## Dataset rows

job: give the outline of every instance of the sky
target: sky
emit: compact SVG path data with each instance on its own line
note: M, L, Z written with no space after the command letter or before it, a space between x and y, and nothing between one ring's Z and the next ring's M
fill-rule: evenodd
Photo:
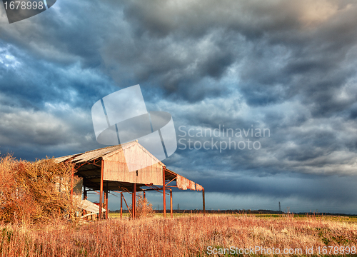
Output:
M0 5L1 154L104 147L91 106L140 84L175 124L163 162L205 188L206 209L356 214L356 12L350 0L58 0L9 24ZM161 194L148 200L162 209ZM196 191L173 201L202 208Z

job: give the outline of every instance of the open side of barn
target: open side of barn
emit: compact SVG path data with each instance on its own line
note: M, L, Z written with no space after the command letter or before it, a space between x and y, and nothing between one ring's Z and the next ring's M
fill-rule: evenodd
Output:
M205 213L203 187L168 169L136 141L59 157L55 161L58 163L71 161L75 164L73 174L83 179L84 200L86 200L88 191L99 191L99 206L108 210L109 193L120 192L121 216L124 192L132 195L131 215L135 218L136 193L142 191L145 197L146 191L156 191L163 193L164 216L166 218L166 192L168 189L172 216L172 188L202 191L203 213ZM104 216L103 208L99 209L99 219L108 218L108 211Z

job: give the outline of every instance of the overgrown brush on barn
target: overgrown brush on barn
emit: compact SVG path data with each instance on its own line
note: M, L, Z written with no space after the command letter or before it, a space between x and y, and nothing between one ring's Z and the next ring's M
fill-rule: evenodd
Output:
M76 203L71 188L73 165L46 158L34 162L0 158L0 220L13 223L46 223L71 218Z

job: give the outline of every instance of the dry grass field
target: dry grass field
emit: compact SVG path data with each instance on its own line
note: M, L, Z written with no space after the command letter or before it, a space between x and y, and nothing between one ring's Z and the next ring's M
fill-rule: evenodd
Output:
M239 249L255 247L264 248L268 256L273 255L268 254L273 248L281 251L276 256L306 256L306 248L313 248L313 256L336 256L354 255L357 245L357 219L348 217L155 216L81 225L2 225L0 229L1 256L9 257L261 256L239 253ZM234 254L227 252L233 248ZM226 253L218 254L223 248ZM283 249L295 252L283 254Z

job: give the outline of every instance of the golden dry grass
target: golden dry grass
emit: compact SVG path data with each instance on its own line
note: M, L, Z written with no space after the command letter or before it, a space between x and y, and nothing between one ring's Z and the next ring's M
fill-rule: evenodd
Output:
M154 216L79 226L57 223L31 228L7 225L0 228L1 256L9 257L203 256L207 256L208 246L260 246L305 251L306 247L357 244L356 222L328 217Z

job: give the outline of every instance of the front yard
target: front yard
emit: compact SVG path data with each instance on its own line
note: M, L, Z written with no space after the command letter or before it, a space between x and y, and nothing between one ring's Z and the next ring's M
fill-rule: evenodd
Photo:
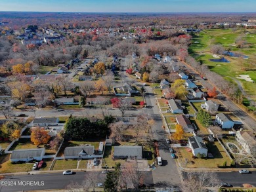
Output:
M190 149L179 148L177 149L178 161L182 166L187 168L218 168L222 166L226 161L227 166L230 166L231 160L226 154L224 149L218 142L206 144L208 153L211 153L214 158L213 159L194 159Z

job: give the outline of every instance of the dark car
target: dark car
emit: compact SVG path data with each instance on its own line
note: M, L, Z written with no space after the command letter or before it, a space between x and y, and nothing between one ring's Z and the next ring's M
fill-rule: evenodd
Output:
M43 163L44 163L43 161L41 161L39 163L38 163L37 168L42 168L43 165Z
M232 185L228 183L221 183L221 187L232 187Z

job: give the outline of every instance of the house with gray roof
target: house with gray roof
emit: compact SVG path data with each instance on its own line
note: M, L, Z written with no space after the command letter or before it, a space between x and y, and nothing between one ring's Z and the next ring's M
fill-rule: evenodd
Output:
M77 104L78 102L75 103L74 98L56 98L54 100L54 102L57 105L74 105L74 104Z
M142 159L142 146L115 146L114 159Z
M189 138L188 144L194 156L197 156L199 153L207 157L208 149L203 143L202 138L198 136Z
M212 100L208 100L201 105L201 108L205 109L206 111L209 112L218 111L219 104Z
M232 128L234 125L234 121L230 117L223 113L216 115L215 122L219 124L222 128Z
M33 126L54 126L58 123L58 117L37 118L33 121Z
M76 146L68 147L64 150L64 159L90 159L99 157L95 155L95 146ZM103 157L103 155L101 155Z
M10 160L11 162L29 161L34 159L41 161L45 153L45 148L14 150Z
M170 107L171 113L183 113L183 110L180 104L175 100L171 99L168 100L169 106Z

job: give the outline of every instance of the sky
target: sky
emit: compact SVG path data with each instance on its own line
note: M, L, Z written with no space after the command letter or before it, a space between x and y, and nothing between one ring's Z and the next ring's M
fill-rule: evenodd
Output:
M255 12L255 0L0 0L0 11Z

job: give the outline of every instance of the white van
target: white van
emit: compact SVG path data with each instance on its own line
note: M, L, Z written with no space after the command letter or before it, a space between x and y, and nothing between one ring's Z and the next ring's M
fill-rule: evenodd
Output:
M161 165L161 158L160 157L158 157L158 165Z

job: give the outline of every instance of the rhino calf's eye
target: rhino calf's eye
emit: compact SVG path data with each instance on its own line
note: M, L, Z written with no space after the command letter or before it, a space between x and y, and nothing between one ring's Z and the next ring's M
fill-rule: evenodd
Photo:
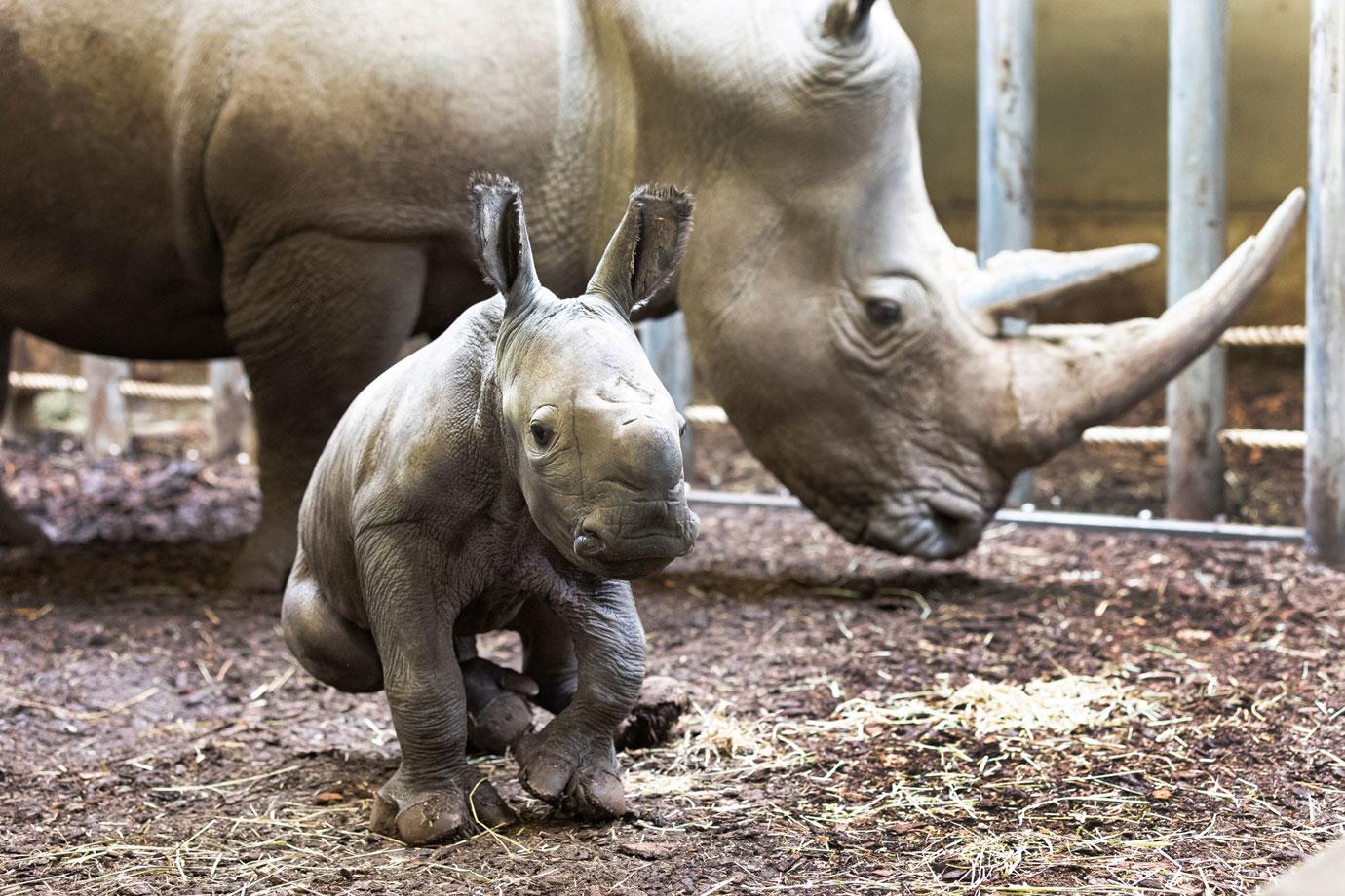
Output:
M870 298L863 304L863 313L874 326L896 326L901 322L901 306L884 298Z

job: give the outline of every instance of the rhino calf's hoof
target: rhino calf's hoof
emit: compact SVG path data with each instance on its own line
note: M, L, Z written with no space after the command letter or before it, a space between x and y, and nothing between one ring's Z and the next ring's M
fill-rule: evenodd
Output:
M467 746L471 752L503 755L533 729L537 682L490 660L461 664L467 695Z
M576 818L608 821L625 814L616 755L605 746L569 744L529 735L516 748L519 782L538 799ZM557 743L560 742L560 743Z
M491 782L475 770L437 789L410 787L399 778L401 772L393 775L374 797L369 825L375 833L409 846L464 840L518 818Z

## Work to complete
Reproduce all of the records above line for line, with no changes, and omit the picture lines.

## Reply
job: give the outline of every instance of the sky
target: sky
emit: compact SVG path data with each instance on its own line
note: M, L, Z written with no space after the command letter or before it, a space between x and y, and nothing between one ring's Z and the next ring's M
fill-rule: evenodd
Photo:
Output:
M0 5L1 154L104 147L91 106L140 84L175 124L163 162L205 188L206 209L356 214L356 12L350 0L58 0L9 24ZM161 194L148 200L162 209ZM196 191L173 201L202 208Z

job: give the outline of every instance of the open side of barn
target: open side of barn
emit: compact SVG path data with each instance on its own line
note: M, L, Z written with no space after the command letter or before it, a space between x and y, and nothing between one ring's Z and the next ring's M
fill-rule: evenodd
Output:
M205 213L203 187L168 169L136 141L59 157L55 161L58 163L71 161L75 164L73 174L83 179L84 200L86 200L88 191L99 191L99 206L108 210L109 193L120 192L121 216L124 192L132 195L131 215L135 218L136 193L142 191L145 197L146 191L156 191L163 193L164 216L166 218L166 192L168 189L172 216L172 188L202 191L203 213ZM104 216L103 208L99 209L99 219L108 218L108 211Z

job: give the outline of every instance of the overgrown brush on barn
target: overgrown brush on barn
emit: compact SVG path data with each instance on its own line
note: M, L, Z written with no space after the command letter or before it, a space between x and y, and nothing between one ring's Z and the next ring's M
fill-rule: evenodd
Output:
M76 203L71 188L73 165L46 158L34 162L0 158L0 220L13 223L46 223L71 218Z

job: give the outline of every instance of the dry grass field
target: dry grass field
emit: compact SVG path data with each instance on its own line
note: M, L, Z written with no space after the command letter or before it, a space between x and y, and nothing between one ring's Z and the next ring's M
fill-rule: evenodd
Output:
M239 249L255 247L264 248L268 256L273 255L268 254L273 248L281 251L276 256L306 256L306 248L313 248L313 256L336 256L354 255L357 245L357 219L348 217L155 216L81 225L2 225L0 229L1 256L9 257L261 256L239 253ZM234 254L227 252L233 248ZM226 253L218 254L223 248ZM283 249L295 252L283 254Z

job: give the outline of every instance of the golden dry grass
target: golden dry grass
emit: compact SVG path data with each instance on its own line
note: M, L, Z written with no space after the command letter or before it, a space between x and y, and nothing between one ring's Z and the next ring's M
fill-rule: evenodd
Output:
M154 216L79 226L57 223L31 228L7 225L0 228L1 256L9 257L203 256L207 256L208 246L260 246L305 251L306 247L357 244L356 222L328 217Z

job: give the outline of every instance of the front yard
target: front yard
emit: compact SVG path data with each instance on its own line
note: M, L, Z written with no space after the command letter or before it, a space between x and y, and nothing between one ring's Z and the next ring's M
fill-rule: evenodd
Photo:
Output:
M190 149L179 148L177 149L178 161L182 166L187 168L218 168L222 166L226 161L227 166L230 166L231 160L226 154L224 149L218 142L206 144L208 153L211 153L214 158L213 159L194 159Z

job: give the outline of every instance of the dark car
target: dark car
emit: compact SVG path data with each instance on its own line
note: M, L, Z written with no space after the command letter or before it, a space between x and y, and nothing between one ring's Z and the next ring's M
fill-rule: evenodd
Output:
M43 163L44 163L43 161L41 161L39 163L38 163L37 168L42 168L43 165Z
M232 185L228 183L221 183L221 187L232 187Z

job: give the outline of every instance of the house with gray roof
target: house with gray roof
emit: compact SVG path data with each instance on its own line
note: M, L, Z written with no space after the command letter or before it, a space between x and y, and nothing between one ring's Z and the next ring's M
fill-rule: evenodd
Output:
M77 104L78 102L75 103L74 98L56 98L54 100L54 102L57 105L74 105L74 104Z
M142 159L142 146L115 146L114 159Z
M189 138L188 144L194 156L197 156L199 153L207 157L208 149L203 143L202 138L198 136Z
M212 100L208 100L201 105L201 108L205 109L206 111L209 112L218 111L219 104Z
M232 128L234 125L234 121L230 117L223 113L216 115L215 122L219 124L222 128Z
M33 126L54 126L58 123L58 117L37 118L33 121Z
M76 146L68 147L64 150L64 159L90 159L99 157L95 155L95 146ZM103 157L103 155L101 155Z
M10 160L11 162L29 161L34 159L41 161L45 153L45 148L14 150Z
M170 107L171 113L183 113L183 110L180 104L175 100L171 99L168 100L169 106Z

job: give the outline of every instance of the sky
target: sky
emit: compact SVG path data with each instance on its own line
note: M, L, Z written with no space after the command letter or before it, a space between x and y, and nothing between one ring's Z and the next ring's M
fill-rule: evenodd
Output:
M255 12L255 0L0 0L0 11Z

job: give the outline of every instance of the white van
target: white van
emit: compact SVG path data with each instance on its own line
note: M, L, Z written with no space after the command letter or before it, a space between x and y, and nothing between one ring's Z and the next ring's M
fill-rule: evenodd
Output:
M161 165L161 158L160 157L158 157L158 165Z

job: give the outline of every instance of the rhino calf's eye
target: rhino calf's eye
emit: compact SVG path data with each instance on its own line
note: M, L, Z written with no space after the command letter or before it, a space between x and y, and nothing between one ring's Z and the next ring's M
fill-rule: evenodd
Photo:
Output:
M870 298L863 304L863 313L874 326L896 326L901 322L901 306L884 298Z

job: give the outline of every instance of the rhino calf's hoof
target: rhino calf's hoof
emit: compact SVG path data with each instance on its own line
note: M, L, Z written with no space after the command letter or before it, a space between x and y, and nothing between one ring's Z and the next ring's M
fill-rule: evenodd
Output:
M467 746L471 752L503 755L533 729L537 682L490 660L461 664L467 695Z
M576 818L608 821L625 814L616 755L605 746L569 744L529 735L516 748L519 782L538 799ZM557 743L560 742L560 743Z
M491 782L475 770L437 789L410 787L399 778L401 772L393 775L374 797L369 825L375 833L409 846L464 840L518 818Z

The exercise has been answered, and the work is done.